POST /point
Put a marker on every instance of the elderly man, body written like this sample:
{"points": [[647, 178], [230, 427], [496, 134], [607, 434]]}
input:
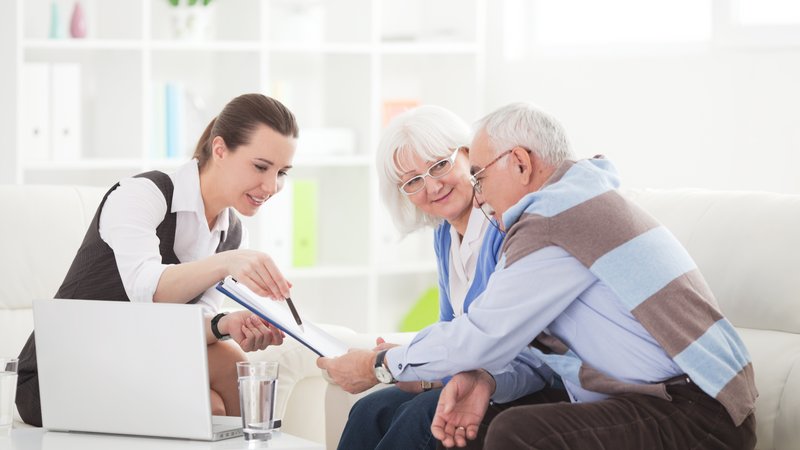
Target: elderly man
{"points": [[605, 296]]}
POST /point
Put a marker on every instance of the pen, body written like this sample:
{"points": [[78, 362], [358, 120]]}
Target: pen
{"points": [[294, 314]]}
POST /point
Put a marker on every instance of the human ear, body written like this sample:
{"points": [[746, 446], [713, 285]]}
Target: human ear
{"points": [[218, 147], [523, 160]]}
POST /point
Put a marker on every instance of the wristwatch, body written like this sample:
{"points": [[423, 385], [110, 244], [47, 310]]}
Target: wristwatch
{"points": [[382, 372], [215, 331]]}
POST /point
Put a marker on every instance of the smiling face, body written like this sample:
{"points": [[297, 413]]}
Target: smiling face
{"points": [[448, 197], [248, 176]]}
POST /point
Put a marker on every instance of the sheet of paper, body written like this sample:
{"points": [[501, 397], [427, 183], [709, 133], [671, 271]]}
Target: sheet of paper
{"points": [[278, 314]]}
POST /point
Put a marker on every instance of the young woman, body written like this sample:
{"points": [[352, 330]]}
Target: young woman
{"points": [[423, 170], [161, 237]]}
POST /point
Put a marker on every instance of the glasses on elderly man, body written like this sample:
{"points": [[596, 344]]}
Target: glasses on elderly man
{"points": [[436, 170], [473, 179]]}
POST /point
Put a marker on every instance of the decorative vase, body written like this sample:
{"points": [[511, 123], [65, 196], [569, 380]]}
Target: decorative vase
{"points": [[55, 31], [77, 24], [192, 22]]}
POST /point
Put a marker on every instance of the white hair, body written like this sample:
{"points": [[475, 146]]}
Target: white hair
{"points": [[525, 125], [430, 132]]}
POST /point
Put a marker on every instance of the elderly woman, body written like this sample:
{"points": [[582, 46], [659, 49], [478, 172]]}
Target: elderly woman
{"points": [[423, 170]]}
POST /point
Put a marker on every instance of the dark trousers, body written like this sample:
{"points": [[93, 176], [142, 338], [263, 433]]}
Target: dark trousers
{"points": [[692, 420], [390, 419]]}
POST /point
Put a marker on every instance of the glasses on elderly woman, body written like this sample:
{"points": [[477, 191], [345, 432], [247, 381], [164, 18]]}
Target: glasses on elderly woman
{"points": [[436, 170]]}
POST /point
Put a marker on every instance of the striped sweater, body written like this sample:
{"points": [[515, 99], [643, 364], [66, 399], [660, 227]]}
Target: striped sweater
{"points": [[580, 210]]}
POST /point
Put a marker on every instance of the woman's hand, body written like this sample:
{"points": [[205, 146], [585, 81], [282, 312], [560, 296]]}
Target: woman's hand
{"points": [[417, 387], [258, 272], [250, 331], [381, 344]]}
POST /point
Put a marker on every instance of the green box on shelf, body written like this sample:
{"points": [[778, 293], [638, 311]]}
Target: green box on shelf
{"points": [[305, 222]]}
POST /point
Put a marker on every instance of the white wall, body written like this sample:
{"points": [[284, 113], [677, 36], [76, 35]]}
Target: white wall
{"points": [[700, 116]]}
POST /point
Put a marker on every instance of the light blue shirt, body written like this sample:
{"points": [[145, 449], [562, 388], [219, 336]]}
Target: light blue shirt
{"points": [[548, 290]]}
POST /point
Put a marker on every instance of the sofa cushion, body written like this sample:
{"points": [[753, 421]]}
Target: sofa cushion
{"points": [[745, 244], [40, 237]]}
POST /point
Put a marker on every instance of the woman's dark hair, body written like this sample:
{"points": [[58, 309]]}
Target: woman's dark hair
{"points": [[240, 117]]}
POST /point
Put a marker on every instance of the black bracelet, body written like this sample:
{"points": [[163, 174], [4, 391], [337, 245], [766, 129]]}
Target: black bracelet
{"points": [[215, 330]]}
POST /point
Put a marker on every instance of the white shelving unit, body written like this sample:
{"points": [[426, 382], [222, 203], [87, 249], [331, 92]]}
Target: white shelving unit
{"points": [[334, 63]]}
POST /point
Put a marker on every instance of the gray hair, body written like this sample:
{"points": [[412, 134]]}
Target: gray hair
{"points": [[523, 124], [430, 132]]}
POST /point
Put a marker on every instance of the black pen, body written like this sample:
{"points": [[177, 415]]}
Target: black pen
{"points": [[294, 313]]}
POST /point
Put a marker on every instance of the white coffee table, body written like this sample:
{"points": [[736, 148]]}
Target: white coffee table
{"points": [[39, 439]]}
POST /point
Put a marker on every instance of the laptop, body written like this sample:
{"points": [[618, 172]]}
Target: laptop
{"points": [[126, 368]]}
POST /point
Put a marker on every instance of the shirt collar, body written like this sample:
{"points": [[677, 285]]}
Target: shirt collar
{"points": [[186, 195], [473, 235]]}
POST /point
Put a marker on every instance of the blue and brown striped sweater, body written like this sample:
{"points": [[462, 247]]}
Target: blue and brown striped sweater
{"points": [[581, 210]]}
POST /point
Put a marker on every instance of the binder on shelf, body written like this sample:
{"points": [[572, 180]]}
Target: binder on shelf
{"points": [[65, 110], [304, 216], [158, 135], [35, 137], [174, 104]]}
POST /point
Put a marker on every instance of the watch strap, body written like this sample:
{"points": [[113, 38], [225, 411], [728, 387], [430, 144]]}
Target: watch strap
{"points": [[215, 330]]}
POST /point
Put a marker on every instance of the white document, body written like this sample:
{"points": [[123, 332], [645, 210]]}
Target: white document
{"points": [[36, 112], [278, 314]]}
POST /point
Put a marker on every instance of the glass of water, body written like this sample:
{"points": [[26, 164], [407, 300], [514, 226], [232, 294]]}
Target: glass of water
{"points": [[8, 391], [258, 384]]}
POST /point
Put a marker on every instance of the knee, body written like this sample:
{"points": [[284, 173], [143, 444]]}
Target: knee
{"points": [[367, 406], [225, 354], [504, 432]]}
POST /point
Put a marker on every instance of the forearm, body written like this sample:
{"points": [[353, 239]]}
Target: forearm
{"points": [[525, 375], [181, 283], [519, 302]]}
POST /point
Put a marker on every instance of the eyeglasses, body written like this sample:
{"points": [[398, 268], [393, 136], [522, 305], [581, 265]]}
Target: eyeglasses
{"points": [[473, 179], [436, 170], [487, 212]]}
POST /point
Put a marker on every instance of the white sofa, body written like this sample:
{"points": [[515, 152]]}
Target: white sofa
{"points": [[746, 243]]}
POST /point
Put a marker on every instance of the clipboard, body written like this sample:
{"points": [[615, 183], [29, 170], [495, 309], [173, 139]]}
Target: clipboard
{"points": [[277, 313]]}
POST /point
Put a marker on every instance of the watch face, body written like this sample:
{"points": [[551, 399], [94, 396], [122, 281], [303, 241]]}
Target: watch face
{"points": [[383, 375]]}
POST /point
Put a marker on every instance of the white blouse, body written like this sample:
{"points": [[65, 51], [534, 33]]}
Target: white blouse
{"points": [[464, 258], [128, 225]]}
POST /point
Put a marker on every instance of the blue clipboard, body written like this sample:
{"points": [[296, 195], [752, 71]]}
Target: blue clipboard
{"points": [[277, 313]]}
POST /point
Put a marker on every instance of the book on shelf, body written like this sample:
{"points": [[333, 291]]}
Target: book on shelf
==*==
* [Description of the task]
Filter the entries above down to the lines that hold the word "book", and copy those lines.

* [Exercise response]
Put a marker on every instance of the book on shelf, body written like this sample:
Target: book on shelf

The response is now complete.